#### DATA SHOWN ####

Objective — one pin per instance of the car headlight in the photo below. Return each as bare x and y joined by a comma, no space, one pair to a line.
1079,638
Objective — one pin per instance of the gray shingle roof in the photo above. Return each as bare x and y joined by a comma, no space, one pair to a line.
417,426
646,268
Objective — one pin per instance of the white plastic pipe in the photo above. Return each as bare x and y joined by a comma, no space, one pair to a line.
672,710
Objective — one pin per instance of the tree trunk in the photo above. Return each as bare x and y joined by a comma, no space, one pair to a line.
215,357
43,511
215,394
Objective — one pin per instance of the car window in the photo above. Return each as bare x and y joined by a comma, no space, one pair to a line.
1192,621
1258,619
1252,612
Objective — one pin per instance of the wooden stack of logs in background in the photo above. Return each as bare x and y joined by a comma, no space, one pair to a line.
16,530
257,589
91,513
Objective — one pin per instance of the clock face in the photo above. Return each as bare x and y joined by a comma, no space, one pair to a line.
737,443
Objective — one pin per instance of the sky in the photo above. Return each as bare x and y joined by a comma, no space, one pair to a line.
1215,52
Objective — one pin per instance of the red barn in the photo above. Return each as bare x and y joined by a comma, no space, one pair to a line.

####

■ WORK ORDER: Begin with the line holding "Objective — one pin per instance of the sky" and end with the last line of the material. Copy all of them exactly.

■ FINISHED TASK:
Objective — one pin per instance of the sky in the photo above. Return each as bare x and y joined by a comma, no space, one pair to a line.
1215,52
Objective — one pin per instance of the red barn in the photo above. Return each as bare x and y joined by a comma, no space, one pair to a line.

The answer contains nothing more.